### Passage provided
★ ★ ★ ★ ★
A marching band played a solemn tune as survivors, relatives and friends of the 219 people killed in the bombing of the U.S. Embassy five years ago remembered their loved ones Thursday at a memorial park where the mission had stood.
Before the start of the ceremony, several people prayed at a black granite wall inscribed with the names of the dead, including 12 Americans.
Sarah Namai, a 28-year-old Kenyan whose husband, Moses, was killed, welcomed a brief appearance by the sun on a cloudy day.
"Perhaps the sunshine is a sign that God and Moses are watching over all of us," she said.
Hundreds of people gathered later to pray, lay flowers and listen to speeches by politicians and survivors at the former site of the four-story embassy, which was destroyed in the explosion.
The new U.S. Embassy, which is in a heavily fortified compound in a leafy residential neighborhood on the outskirts of Nairobi, held a private memorial service Thursday, as did the new embassy in Dar es Salaam (search), Tanzania.
Just after 10:30 a.m. on Aug. 7, 1998, explosives hidden in a pickup truck wrecked the Nairobi (search) embassy — as another bomb shattered the U.S. mission in Dar es Salaam. The near simultaneous attacks killed 231 people.
Four men with ties to Al Qaeda were convicted by a U.S. federal court for their role in the attacks and are serving life sentences. Several of the men had set up businesses and lived in Kenya.
The bombings were the first major Al Qaeda attack, launching a terror campaign that has continued unabated. The latest attack came Tuesday in Jakarta (search), Indonesia, when a car bomb at a Marriott Hotel killed at least 10 people. A group linked to Al Qaeda is thought to be behind that attack.
"We need these people to stop killing all of us — in Kenya and everywhere," said a teary-eyed Namai.
Al Qaeda has claimed responsibility for the Nov. 28 car bombing of a beachfront hotel near the Indian Ocean port of Mombasa, an attack that killed three Israelis and at least 10 Kenyans.
In May, the United States and Britain warned their citizens to stay away from Kenya, and British Airways temporarily stopped flying to the country, citing an "imminent" terrorist threat.
But the attack has not materialized. On Thursday, William Brencick, deputy chief of mission at the U.S. Embassy, praised Kenya's anti-terrorism efforts.
Kenya has "shown courageous leadership in tackling this problem and getting at the roots of terrorism, which have unfortunately established themselves in Kenya," said Brencick, who made a brief appearance at the downtown park with the new U.S. ambassador, Mark Bellamy.
Five Kenyan men have been charged with murder in connection with the November bombing.
The suspects pleaded innocent Thursday at a hearing in the Nairobi High Court. Judge Tom Mbaluto ordered them held until Sept. 18, when a trial date will be set.
★ ★ ★ ★ ★
Rows contained in a dataset

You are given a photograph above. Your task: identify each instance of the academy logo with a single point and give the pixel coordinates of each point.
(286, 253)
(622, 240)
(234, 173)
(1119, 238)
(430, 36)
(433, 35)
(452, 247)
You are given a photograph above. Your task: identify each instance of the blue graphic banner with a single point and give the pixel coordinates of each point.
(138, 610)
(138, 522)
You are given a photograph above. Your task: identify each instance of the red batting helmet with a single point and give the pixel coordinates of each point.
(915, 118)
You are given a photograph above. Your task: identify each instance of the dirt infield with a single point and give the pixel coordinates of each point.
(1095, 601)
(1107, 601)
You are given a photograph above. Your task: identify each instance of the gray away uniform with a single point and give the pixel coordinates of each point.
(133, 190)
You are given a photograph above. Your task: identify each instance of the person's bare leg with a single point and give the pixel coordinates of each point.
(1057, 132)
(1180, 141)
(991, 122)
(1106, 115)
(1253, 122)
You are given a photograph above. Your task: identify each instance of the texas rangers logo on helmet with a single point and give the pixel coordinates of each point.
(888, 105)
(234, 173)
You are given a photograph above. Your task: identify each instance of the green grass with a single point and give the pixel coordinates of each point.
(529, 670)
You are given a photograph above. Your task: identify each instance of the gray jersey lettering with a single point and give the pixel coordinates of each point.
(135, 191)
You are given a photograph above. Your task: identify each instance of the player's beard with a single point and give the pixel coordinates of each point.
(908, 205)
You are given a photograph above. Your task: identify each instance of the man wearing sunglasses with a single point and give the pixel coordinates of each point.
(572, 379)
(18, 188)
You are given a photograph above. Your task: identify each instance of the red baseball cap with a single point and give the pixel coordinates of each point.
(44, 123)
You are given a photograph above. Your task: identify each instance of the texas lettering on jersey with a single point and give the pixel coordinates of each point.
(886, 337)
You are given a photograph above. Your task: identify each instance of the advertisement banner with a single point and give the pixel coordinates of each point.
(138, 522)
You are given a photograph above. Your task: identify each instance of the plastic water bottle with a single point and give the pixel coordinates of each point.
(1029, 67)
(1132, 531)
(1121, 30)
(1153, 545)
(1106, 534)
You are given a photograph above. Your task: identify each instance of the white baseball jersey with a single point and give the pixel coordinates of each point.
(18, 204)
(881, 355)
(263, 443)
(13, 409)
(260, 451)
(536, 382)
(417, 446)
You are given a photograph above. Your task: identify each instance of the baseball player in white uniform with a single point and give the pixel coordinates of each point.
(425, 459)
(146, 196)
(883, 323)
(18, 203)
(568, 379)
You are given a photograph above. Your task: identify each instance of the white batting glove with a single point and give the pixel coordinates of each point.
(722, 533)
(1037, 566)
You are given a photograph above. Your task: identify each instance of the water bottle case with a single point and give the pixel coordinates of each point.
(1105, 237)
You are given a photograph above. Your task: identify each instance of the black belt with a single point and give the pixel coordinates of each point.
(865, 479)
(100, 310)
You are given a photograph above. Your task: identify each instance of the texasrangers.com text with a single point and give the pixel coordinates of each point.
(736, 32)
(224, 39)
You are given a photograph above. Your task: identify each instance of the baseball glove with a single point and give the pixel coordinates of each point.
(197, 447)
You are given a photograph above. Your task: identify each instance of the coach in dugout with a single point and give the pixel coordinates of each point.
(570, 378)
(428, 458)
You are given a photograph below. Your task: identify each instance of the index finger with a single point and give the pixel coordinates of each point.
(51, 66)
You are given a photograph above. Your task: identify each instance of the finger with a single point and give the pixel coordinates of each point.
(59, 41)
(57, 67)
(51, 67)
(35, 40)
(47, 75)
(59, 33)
★ ★ ★ ★ ★
### Exercise
Set down verbatim the portion of the article on the Nairobi embassy bombing anniversary that begins at the words "But the attack" and stops after "ambassador, Mark Bellamy.". The rows are not required for the task.

### Task result
But the attack has not materialized. On Thursday, William Brencick, deputy chief of mission at the U.S. Embassy, praised Kenya's anti-terrorism efforts.
Kenya has "shown courageous leadership in tackling this problem and getting at the roots of terrorism, which have unfortunately established themselves in Kenya," said Brencick, who made a brief appearance at the downtown park with the new U.S. ambassador, Mark Bellamy.